• [Tarefas propostas]:
**a.** No excerto sobre o jornalismo em Portugal, reescreve o trecho que começa em "Como estiveste no" e prossegue até "precarização da profissão?", trocando "profissão" por "carreira".
**b.** Dá seguimento ao excerto sobre o jornalismo em Portugal a partir do ponto em que termina.

• [Excerto selecionado]:
Obviamente eu sabia e sei os objetivos dos dois lados e acho que sempre tive mais facilidade em passar a mensagem que queria. Porque o truque é fácil: tu ouves a pergunta, mas tu nunca respondes à pergunta que te fizeram, tu respondes à resposta que tu queres. É tão simples quanto isto, é só teres perceção e intenção daquilo que queres passar e daquilo que queres fazer. Mas claro que o facto de ter sido jornalista durante muitos anos — dez anos — claro que fez diferença nisso, claro que eu sei, claro que tinha mais à vontade em falar com os jornalistas por causa disso. Eu sabia que, quando dizia qualquer coisa, iam ligar A, B ou C, porque era fácil de perceber. Ainda assim, em Portugal, tirando os jogos que eram derbies ou que eram troféus ou a própria Liga dos Campeões, nós tínhamos uma ou duas pessoas e, hoje em dia, cada vez se manda menos pessoas para os locais fazer perguntas. O discurso também acaba por ficar todo muito mais uniformizado, porque, se não há perguntas diferentes, depois também não há respostas diferentes.

Como estiveste no meio, e acompanhas ainda assiduamente a realidade portuguesa através dos seus órgãos de comunicação social, quais achas que são os aspetos que o jornalismo em Portugal mais precisa de evoluir, desde a sua linha editorial até à própria e crescente precarização da profissão?
É difícil no sentido em que a precarização só faz com que os conteúdos sejam piores e, sendo os conteúdos piores, ninguém quer ler, ninguém quer assinar e tens menos dinheiro e isto anda assim à volta. É o ovo e a galinha e é cada vez pior. Já no meu tempo, se tu pagas muito pouco às pessoas, elas não estão seguras constantemente no trabalho que fazem e é difícil de conseguires ter os números de qualidade. Eu tento continuar a seguir e a assinar o Expresso, continuar a ler os meus colegas, mas acho que se manda cada vez menos pessoas para os sítios e saem coisas cada vez mais genéricas. Sem ir aos locais, sem falar com as pessoas, é difícil não o serem. Porque eu, quando compro um jornal ou quando sou subscritora de alguma coisa, eu quero ler entrevistas, eu quero ler reportagens, eu quero ler coisas diferentes, não quero ler takes da Lusa. Só que, depois, também há coisas do género em que o Expresso lança uma subscrição juntamente com o The New York Times, da qual sou assinante, e, vendo o preço daquela subscrição, é muito mais cara que a subscrição que eu tenho do New York Times sozinha. Não sei se a perspectiva que nós temos em Portugal é mais correta. O que eu acho que é importante, embora muito difícil, é dar tempo às pessoas, é ter pessoas nos sítios certos e que as pessoas tenham vínculos que não sejam precários e que possam, obviamente, fazer o seu trabalho.

• [Registos em bruto]:
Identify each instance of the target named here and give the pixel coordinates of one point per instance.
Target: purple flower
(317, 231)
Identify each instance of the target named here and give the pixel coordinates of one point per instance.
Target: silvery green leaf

• [Resultados por tarefa]:
**a.**
Como estiveste no meio, e acompanhas ainda assiduamente a realidade portuguesa através dos seus órgãos de comunicação social, quais achas que são os aspetos que o jornalismo em Portugal mais precisa de evoluir, desde a sua linha editorial até à própria e crescente precarização da carreira?

**b.**
Nomes como Manuel Sérgio ou Vítor Frade surgem como referências de pensar e de ver o futebol como um fenómeno humano e sociocultural. Conheces ambos ou tens outras referências no teu perfil como treinadora?
Já disseste duas delas. Eu acho que a melhor referência é mesmo o professor Vítor Frade. Acho que é a melhor referência provavelmente para a maioria dos treinadores em Portugal, porque tem os dois lados. Estamos a falar de alguém que, embora pense muito sobre o jogo e sobre tudo o que está à volta do que é uma pessoa a jogar futebol, também é alguém que, não falando especificamente de futebol, fala de futebol, mas depois também consegue especificamente falar de futebol, se quiser. Lembro-me, no início, na altura em que estava na faculdade e jogava, e andava a tentar começar a ser treinadora, de ter algumas pessoas amigas do Norte que conheciam o professor Vítor Frade. Entretanto, também conheci o professor Vítor Frade, por causa da Isabel Osório, da Mara Vieira, da Marisa Gomes, treinadoras muito competentes, e elas passavam coisas do professor Vítor Frade. Isto porque ele fazia umas grandes compilações de artigos, de revistas, de coisas de nada a ver com o futebol, e depois fazia anotações e sublinhava e fazia textos. Nas primeiras vezes que lia aquilo, era muito difícil conseguir perceber alguma coisa. Às tantas, ele dizia que estava a falar de qualquer coisa do jogo e, indo para algo que não tinha nada a ver, começava a falar do cérebro e de imensas coisas à volta. Obrigava-te a realmente pensar muito naquilo que é o ser humano, que não é só um jogador de futebol, não é só um robô de futebol e que é um bocadinho também a mensagem que o professor Manuel Sérgio também deixava, que também foi uma pessoa com quem eu tive o prazer de privar.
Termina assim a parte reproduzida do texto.